[Your assignment]: List every line in the records below that contains the word "negative", copying each such line in full.

[Data shown]:
* * * * *

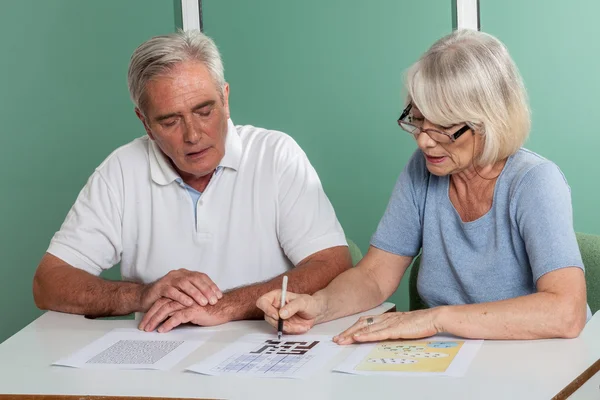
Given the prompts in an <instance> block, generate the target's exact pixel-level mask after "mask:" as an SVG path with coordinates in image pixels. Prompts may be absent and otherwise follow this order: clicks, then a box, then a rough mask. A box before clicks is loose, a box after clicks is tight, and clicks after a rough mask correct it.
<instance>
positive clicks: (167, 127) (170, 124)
mask: <svg viewBox="0 0 600 400" xmlns="http://www.w3.org/2000/svg"><path fill="white" fill-rule="evenodd" d="M176 123H177V120H176V119H168V120H165V121H163V122H161V125H162V126H164V127H166V128H170V127H172V126H175V124H176Z"/></svg>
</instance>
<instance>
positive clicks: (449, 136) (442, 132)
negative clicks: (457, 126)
mask: <svg viewBox="0 0 600 400" xmlns="http://www.w3.org/2000/svg"><path fill="white" fill-rule="evenodd" d="M411 109H412V103H410V104H409V105H408V106H406V108H405V109H404V111H402V114H401V115H400V118H398V125H399V126H400V128H402V129H404V130H405V131H406V132H408V133H410V134H411V135H413V136H414V137H415V138H416V137H417V135H418V134H419V133H421V132H425V133H426V134H427V136H429V137H430V138H431V139H433V140H435V141H436V142H438V143H453V142H455V141H456V139H458V138H459V137H461V136H462V134H463V133H465V132H466V131H468V130H469V129H471V127H470V126H469V125H468V124H465V126H463V127H462V128H460V129H459V130H457V131H456V132H454V133H448V132H443V131H440V130H437V129H433V128H428V129H423V119H422V118H419V119H417V118H415V117H414V116H413V115H412V114H411V113H410V110H411Z"/></svg>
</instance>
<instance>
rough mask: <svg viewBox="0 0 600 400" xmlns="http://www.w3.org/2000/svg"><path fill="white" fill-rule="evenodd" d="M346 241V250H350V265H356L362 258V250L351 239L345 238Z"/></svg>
mask: <svg viewBox="0 0 600 400" xmlns="http://www.w3.org/2000/svg"><path fill="white" fill-rule="evenodd" d="M346 241H347V242H348V250H350V256H351V257H352V266H356V264H358V262H359V261H360V260H361V259H362V252H361V251H360V249H359V248H358V246H357V245H356V243H354V242H353V241H352V240H350V239H348V238H346Z"/></svg>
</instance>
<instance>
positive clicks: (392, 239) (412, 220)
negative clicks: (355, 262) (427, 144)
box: [371, 151, 429, 257]
mask: <svg viewBox="0 0 600 400" xmlns="http://www.w3.org/2000/svg"><path fill="white" fill-rule="evenodd" d="M428 176H429V174H428V171H427V167H426V166H425V163H424V160H423V155H422V154H421V152H420V151H417V152H415V153H414V154H413V156H412V157H411V159H410V160H409V162H408V164H407V165H406V166H405V167H404V169H403V170H402V172H401V173H400V176H399V177H398V180H397V181H396V185H395V186H394V190H393V192H392V196H391V197H390V200H389V202H388V205H387V208H386V210H385V213H384V214H383V217H382V218H381V220H380V221H379V225H378V226H377V230H376V231H375V233H374V234H373V236H372V237H371V245H372V246H374V247H377V248H378V249H381V250H384V251H387V252H389V253H393V254H397V255H401V256H407V257H414V256H416V255H417V254H418V253H419V250H420V249H421V245H422V237H423V218H422V217H423V207H424V201H425V194H426V185H427V178H428Z"/></svg>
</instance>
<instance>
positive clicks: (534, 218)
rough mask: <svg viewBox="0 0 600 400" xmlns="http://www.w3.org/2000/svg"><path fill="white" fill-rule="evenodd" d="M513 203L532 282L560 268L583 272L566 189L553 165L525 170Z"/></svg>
mask: <svg viewBox="0 0 600 400" xmlns="http://www.w3.org/2000/svg"><path fill="white" fill-rule="evenodd" d="M513 204H514V207H515V217H516V218H515V220H516V223H517V225H518V229H519V233H520V235H521V237H522V238H523V241H524V242H525V248H526V250H527V256H528V258H529V263H530V265H531V270H532V274H533V279H534V282H537V280H538V279H539V278H540V277H541V276H542V275H544V274H546V273H548V272H551V271H554V270H557V269H560V268H565V267H571V266H574V267H580V268H582V269H583V261H582V259H581V253H580V252H579V246H578V245H577V238H576V236H575V231H574V229H573V212H572V206H571V192H570V188H569V186H568V184H567V181H566V179H565V177H564V175H563V174H562V172H561V171H560V170H559V168H558V167H557V166H556V165H555V164H553V163H551V162H545V163H543V164H540V165H537V166H535V167H533V168H532V169H531V170H530V171H528V172H527V174H526V175H525V176H524V177H523V179H522V181H521V183H520V184H519V185H518V187H517V189H516V192H515V200H514V202H513Z"/></svg>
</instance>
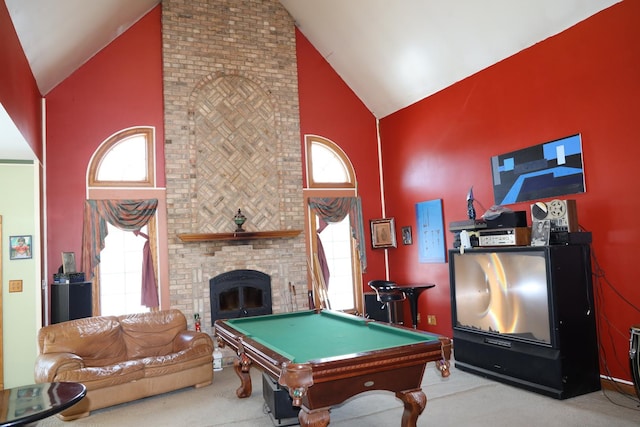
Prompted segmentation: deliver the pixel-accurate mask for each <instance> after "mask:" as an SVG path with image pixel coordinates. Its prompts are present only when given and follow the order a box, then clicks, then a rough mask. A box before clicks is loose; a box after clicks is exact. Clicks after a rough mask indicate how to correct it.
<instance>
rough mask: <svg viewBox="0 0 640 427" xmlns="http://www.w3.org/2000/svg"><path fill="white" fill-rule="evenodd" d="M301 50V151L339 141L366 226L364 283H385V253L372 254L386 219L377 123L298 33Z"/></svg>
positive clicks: (340, 80)
mask: <svg viewBox="0 0 640 427" xmlns="http://www.w3.org/2000/svg"><path fill="white" fill-rule="evenodd" d="M296 46H297V48H296V49H297V50H296V53H297V56H298V91H299V96H300V138H301V144H302V152H303V153H304V136H305V135H307V134H313V135H319V136H322V137H324V138H328V139H330V140H331V141H333V142H335V143H336V144H337V145H339V146H340V148H342V150H343V151H344V152H345V153H346V154H347V156H349V159H350V160H351V162H352V163H353V167H354V169H355V171H356V179H357V181H358V194H359V195H360V197H361V199H362V215H363V218H364V221H365V224H364V230H365V239H366V248H367V264H368V268H367V272H366V273H365V274H364V276H363V282H364V283H365V284H366V283H367V282H368V281H369V280H374V279H384V278H385V266H384V252H383V251H381V250H375V251H374V250H373V249H371V237H370V233H369V231H368V230H369V220H370V219H375V218H381V217H382V203H381V200H380V177H379V174H378V149H377V134H376V119H375V117H374V116H373V114H372V113H371V112H370V111H369V110H368V109H367V108H366V107H365V106H364V104H363V103H362V102H361V101H360V99H358V97H356V95H355V94H354V93H353V91H352V90H351V89H350V88H349V87H348V86H347V85H346V84H345V83H344V82H343V81H342V79H341V78H340V77H339V76H338V75H337V74H336V73H335V71H333V69H332V68H331V66H330V65H329V63H328V62H327V61H325V59H324V58H323V57H322V56H321V55H320V53H319V52H318V51H317V50H316V49H315V48H314V47H313V46H312V45H311V43H309V41H308V40H307V39H306V38H305V36H304V35H303V34H302V33H300V31H298V30H296ZM365 286H366V285H365ZM365 290H366V291H370V289H369V287H368V286H366V289H365Z"/></svg>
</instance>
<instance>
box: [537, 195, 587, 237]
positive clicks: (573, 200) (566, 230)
mask: <svg viewBox="0 0 640 427" xmlns="http://www.w3.org/2000/svg"><path fill="white" fill-rule="evenodd" d="M547 219H548V220H549V223H550V225H551V229H550V231H551V232H552V233H553V232H556V231H570V232H574V231H578V212H577V210H576V201H575V200H559V199H554V200H551V201H550V202H535V203H534V204H532V205H531V221H532V222H534V221H544V220H547Z"/></svg>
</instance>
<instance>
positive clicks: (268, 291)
mask: <svg viewBox="0 0 640 427" xmlns="http://www.w3.org/2000/svg"><path fill="white" fill-rule="evenodd" d="M209 298H210V301H211V326H213V324H214V322H215V321H216V320H218V319H235V318H238V317H251V316H260V315H263V314H271V313H272V312H273V309H272V302H271V277H269V275H267V274H264V273H262V272H260V271H256V270H233V271H228V272H226V273H222V274H220V275H218V276H216V277H214V278H212V279H210V280H209Z"/></svg>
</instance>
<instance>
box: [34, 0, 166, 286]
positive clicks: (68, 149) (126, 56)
mask: <svg viewBox="0 0 640 427" xmlns="http://www.w3.org/2000/svg"><path fill="white" fill-rule="evenodd" d="M163 119H164V118H163V98H162V28H161V6H157V7H156V8H154V9H153V10H152V11H150V12H149V13H148V14H147V15H145V16H144V17H143V18H142V19H141V20H140V21H138V22H137V23H136V24H135V25H134V26H133V27H132V28H130V29H129V30H127V31H126V32H125V33H123V34H122V35H121V36H120V37H118V38H117V39H116V40H115V41H113V42H112V43H111V44H110V45H109V46H107V47H106V48H104V49H103V50H102V51H100V52H99V53H98V54H97V55H96V56H94V57H93V58H91V60H89V61H88V62H87V63H86V64H84V65H83V66H82V67H81V68H80V69H78V70H77V71H76V72H75V73H73V75H71V76H70V77H69V78H67V79H66V80H64V81H63V82H62V83H61V84H59V85H58V86H57V87H56V88H55V89H53V90H52V91H51V92H50V93H49V94H48V95H47V189H46V192H47V213H48V218H47V220H48V221H47V225H48V230H47V231H48V233H47V239H48V245H49V246H48V252H47V254H46V256H47V257H48V263H49V269H50V271H49V272H48V275H47V277H48V279H49V280H51V275H52V274H53V273H54V272H56V271H57V268H58V266H59V265H60V264H61V262H62V260H61V255H60V254H61V252H75V253H76V256H77V257H79V256H80V254H81V253H82V251H81V243H82V215H83V207H84V200H85V199H86V193H85V191H86V182H87V181H86V176H87V175H86V174H87V166H88V164H89V161H90V158H91V155H92V154H93V153H94V151H95V150H96V148H97V147H98V146H99V145H100V144H101V143H102V142H103V141H104V140H105V139H107V138H108V137H109V136H111V135H112V134H114V133H116V132H117V131H120V130H122V129H125V128H129V127H133V126H154V127H155V128H156V141H157V144H156V162H157V163H156V169H157V170H158V171H162V172H161V173H160V174H159V176H158V183H157V184H158V186H162V187H163V186H164V185H165V180H164V172H163V171H164V128H163V126H164V124H163V123H164V122H163ZM78 262H79V258H78Z"/></svg>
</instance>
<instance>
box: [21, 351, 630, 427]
mask: <svg viewBox="0 0 640 427" xmlns="http://www.w3.org/2000/svg"><path fill="white" fill-rule="evenodd" d="M252 381H253V394H252V396H251V397H250V398H247V399H238V398H237V397H236V396H235V389H236V388H237V387H238V386H239V384H240V381H239V379H238V378H237V376H236V374H235V372H234V371H233V369H232V368H230V367H227V368H225V369H224V370H223V371H221V372H216V373H215V377H214V381H213V384H212V385H210V386H208V387H204V388H201V389H197V390H196V389H193V388H188V389H183V390H180V391H176V392H172V393H167V394H164V395H160V396H155V397H150V398H146V399H142V400H139V401H136V402H132V403H127V404H123V405H118V406H114V407H111V408H106V409H102V410H98V411H94V412H93V413H92V414H91V416H89V417H87V418H83V419H80V420H76V421H71V422H63V421H60V420H59V419H58V418H56V417H51V418H48V419H46V420H43V421H40V422H38V423H35V424H33V426H38V427H60V426H67V427H76V426H139V425H149V426H154V427H162V426H167V427H168V426H190V427H214V426H225V427H226V426H234V427H270V426H274V425H279V426H284V425H291V424H290V423H291V422H295V421H296V420H295V419H293V420H292V419H287V420H282V421H281V422H280V423H279V424H278V423H276V422H274V421H273V420H272V418H271V417H270V415H269V414H268V413H267V411H266V409H265V404H264V399H263V396H262V374H261V372H260V371H258V370H256V369H252ZM423 390H424V392H425V394H426V395H427V407H426V409H425V411H424V412H423V413H422V415H421V416H420V417H419V418H418V426H421V427H426V426H438V427H443V426H445V427H446V426H456V427H462V426H465V427H466V426H474V427H476V426H478V427H484V426H486V427H489V426H491V427H501V426H509V427H511V426H533V425H537V426H544V427H555V426H558V427H560V426H562V427H568V426H576V427H577V426H580V427H590V426H593V427H596V426H597V427H601V426H608V427H616V426H620V427H625V426H629V427H632V426H633V427H637V426H639V425H640V406H639V402H638V398H637V396H635V395H632V396H627V395H623V394H619V393H616V392H612V391H606V392H604V391H599V392H595V393H590V394H587V395H583V396H578V397H575V398H572V399H566V400H556V399H552V398H549V397H545V396H541V395H538V394H536V393H532V392H528V391H524V390H521V389H518V388H514V387H511V386H508V385H504V384H501V383H497V382H494V381H491V380H487V379H485V378H482V377H479V376H476V375H473V374H469V373H466V372H463V371H460V370H457V369H455V368H453V367H452V372H451V376H450V377H449V378H446V379H443V378H441V377H440V374H439V372H438V371H437V369H436V367H435V364H434V363H430V364H429V365H428V367H427V372H426V373H425V376H424V380H423ZM401 416H402V403H401V402H400V401H399V400H398V399H396V398H395V396H394V395H393V393H389V392H370V393H366V394H362V395H359V396H356V397H354V398H352V399H350V400H349V401H347V402H346V403H345V404H343V405H341V406H340V407H337V408H334V409H332V410H331V426H332V427H333V426H342V427H347V426H348V427H390V426H399V425H400V419H401Z"/></svg>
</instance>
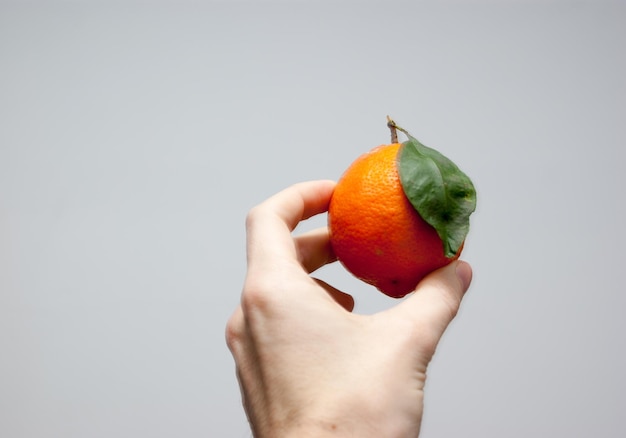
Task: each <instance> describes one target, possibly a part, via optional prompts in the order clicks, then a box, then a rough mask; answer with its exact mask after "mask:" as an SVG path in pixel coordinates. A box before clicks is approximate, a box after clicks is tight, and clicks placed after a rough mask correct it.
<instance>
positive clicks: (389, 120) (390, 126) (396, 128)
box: [387, 116, 398, 144]
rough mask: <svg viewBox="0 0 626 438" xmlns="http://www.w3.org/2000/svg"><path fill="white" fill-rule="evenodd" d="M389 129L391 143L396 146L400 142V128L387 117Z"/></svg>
mask: <svg viewBox="0 0 626 438" xmlns="http://www.w3.org/2000/svg"><path fill="white" fill-rule="evenodd" d="M387 127H388V128H389V130H390V131H391V143H393V144H395V143H397V142H398V127H397V126H396V122H394V121H393V119H392V118H391V117H389V116H387Z"/></svg>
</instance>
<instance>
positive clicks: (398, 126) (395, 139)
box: [387, 116, 412, 143]
mask: <svg viewBox="0 0 626 438" xmlns="http://www.w3.org/2000/svg"><path fill="white" fill-rule="evenodd" d="M387 127H388V128H389V130H390V131H391V142H392V143H398V131H400V132H402V133H403V134H404V135H406V136H407V137H409V138H412V137H411V134H409V132H408V131H407V130H406V129H404V128H401V127H399V126H398V125H396V122H395V121H394V120H393V119H392V118H391V117H389V116H387Z"/></svg>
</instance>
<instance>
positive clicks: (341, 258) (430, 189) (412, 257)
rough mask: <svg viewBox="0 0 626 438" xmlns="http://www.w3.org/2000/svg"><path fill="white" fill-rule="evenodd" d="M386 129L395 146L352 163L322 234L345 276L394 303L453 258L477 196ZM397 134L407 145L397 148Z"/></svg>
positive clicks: (456, 178)
mask: <svg viewBox="0 0 626 438" xmlns="http://www.w3.org/2000/svg"><path fill="white" fill-rule="evenodd" d="M389 126H390V128H391V129H392V140H396V142H393V143H392V144H387V145H382V146H378V147H376V148H374V149H372V150H371V151H369V152H367V153H365V154H363V155H361V156H360V157H358V158H357V159H356V160H355V161H354V162H353V163H352V164H351V165H350V166H349V167H348V169H347V170H346V171H345V172H344V174H343V175H342V176H341V178H340V179H339V181H338V182H337V186H336V187H335V191H334V192H333V195H332V197H331V200H330V205H329V209H328V228H329V233H330V244H331V246H332V248H333V251H334V253H335V255H336V256H337V259H338V260H339V261H340V262H341V264H342V265H343V266H344V267H345V268H346V269H347V270H348V271H349V272H351V273H352V274H353V275H354V276H356V277H357V278H359V279H361V280H363V281H365V282H366V283H369V284H371V285H373V286H375V287H376V288H377V289H378V290H380V291H381V292H383V293H384V294H386V295H388V296H391V297H394V298H400V297H403V296H405V295H406V294H408V293H409V292H412V291H413V290H414V289H415V287H416V286H417V284H418V283H419V281H420V280H421V279H422V278H424V277H425V276H426V275H427V274H428V273H430V272H432V271H434V270H435V269H438V268H440V267H442V266H445V265H447V264H448V263H450V262H451V261H453V260H456V259H457V258H458V257H459V255H460V253H461V250H462V248H463V244H464V241H465V237H466V235H467V232H468V229H469V215H470V214H471V213H472V212H473V211H474V209H475V205H476V198H475V190H474V187H473V185H472V183H471V181H470V180H469V178H468V177H467V176H466V175H465V174H463V173H462V172H461V171H460V170H459V169H458V167H457V166H456V165H455V164H454V163H452V162H451V161H450V160H448V159H447V158H445V157H444V156H443V155H441V154H440V153H439V152H437V151H435V150H434V149H431V148H428V147H426V146H424V145H422V144H421V143H419V142H418V141H417V140H416V139H415V138H413V137H411V136H410V134H408V132H406V131H404V130H403V129H401V128H399V127H397V126H396V125H395V123H394V122H393V121H392V120H391V119H389ZM396 128H397V129H400V130H401V131H402V132H404V133H405V134H407V135H408V136H409V140H408V141H407V142H404V143H402V144H401V143H397V136H396V135H395V129H396Z"/></svg>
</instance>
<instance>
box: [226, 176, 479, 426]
mask: <svg viewBox="0 0 626 438" xmlns="http://www.w3.org/2000/svg"><path fill="white" fill-rule="evenodd" d="M333 189H334V183H333V182H331V181H316V182H308V183H301V184H297V185H294V186H292V187H290V188H288V189H286V190H284V191H282V192H280V193H278V194H277V195H275V196H273V197H271V198H270V199H268V200H267V201H265V202H264V203H262V204H260V205H259V206H257V207H255V208H253V209H252V210H251V211H250V213H249V215H248V218H247V254H248V272H247V276H246V279H245V284H244V288H243V293H242V297H241V305H240V306H239V307H238V308H237V309H236V310H235V312H234V314H233V315H232V317H231V318H230V320H229V321H228V324H227V327H226V339H227V344H228V346H229V348H230V350H231V352H232V354H233V357H234V359H235V363H236V367H237V376H238V379H239V382H240V386H241V391H242V399H243V405H244V408H245V411H246V413H247V415H248V420H249V421H250V424H251V428H252V432H253V434H254V435H255V436H256V437H308V436H311V437H324V436H333V437H335V436H358V437H409V436H411V437H415V436H417V435H418V433H419V428H420V423H421V418H422V409H423V390H424V383H425V379H426V368H427V366H428V363H429V362H430V360H431V358H432V356H433V354H434V352H435V348H436V346H437V343H438V342H439V339H440V338H441V336H442V334H443V332H444V330H445V329H446V327H447V326H448V324H449V323H450V321H451V320H452V319H453V318H454V316H455V315H456V313H457V311H458V309H459V305H460V303H461V298H462V297H463V294H464V293H465V291H466V290H467V288H468V287H469V283H470V281H471V277H472V271H471V268H470V266H469V265H468V264H467V263H465V262H461V261H457V262H453V263H452V264H450V265H449V266H447V267H445V268H442V269H440V270H438V271H436V272H434V273H432V274H431V275H429V276H428V277H426V278H425V279H424V280H423V281H422V282H421V283H420V284H419V286H418V287H417V289H416V291H415V292H414V293H412V294H411V295H410V296H408V297H407V298H406V299H404V300H403V301H400V302H399V304H398V305H396V306H395V307H393V308H391V309H389V310H386V311H383V312H380V313H378V314H374V315H367V316H366V315H356V314H353V313H351V311H352V309H353V307H354V301H353V299H352V297H351V296H349V295H347V294H344V293H343V292H340V291H338V290H336V289H334V288H333V287H331V286H330V285H328V284H326V283H324V282H322V281H320V280H316V279H313V278H312V277H311V276H310V275H309V274H310V273H311V272H313V271H315V270H316V269H318V268H319V267H321V266H323V265H325V264H326V263H329V262H332V261H334V256H333V254H332V251H331V248H330V245H329V241H328V232H327V230H326V229H325V228H324V229H320V230H316V231H313V232H309V233H305V234H303V235H300V236H298V237H293V236H292V231H293V230H294V228H295V227H296V225H297V224H298V223H299V222H300V221H302V220H304V219H307V218H309V217H311V216H313V215H316V214H318V213H322V212H324V211H326V210H327V208H328V203H329V200H330V197H331V195H332V192H333Z"/></svg>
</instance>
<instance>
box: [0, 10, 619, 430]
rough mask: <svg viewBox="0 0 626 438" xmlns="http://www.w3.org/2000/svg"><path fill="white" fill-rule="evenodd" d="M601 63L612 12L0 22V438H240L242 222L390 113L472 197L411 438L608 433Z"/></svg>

* * * * *

[Exercise response]:
negative clicks: (457, 126)
negative clicks: (355, 262) (427, 144)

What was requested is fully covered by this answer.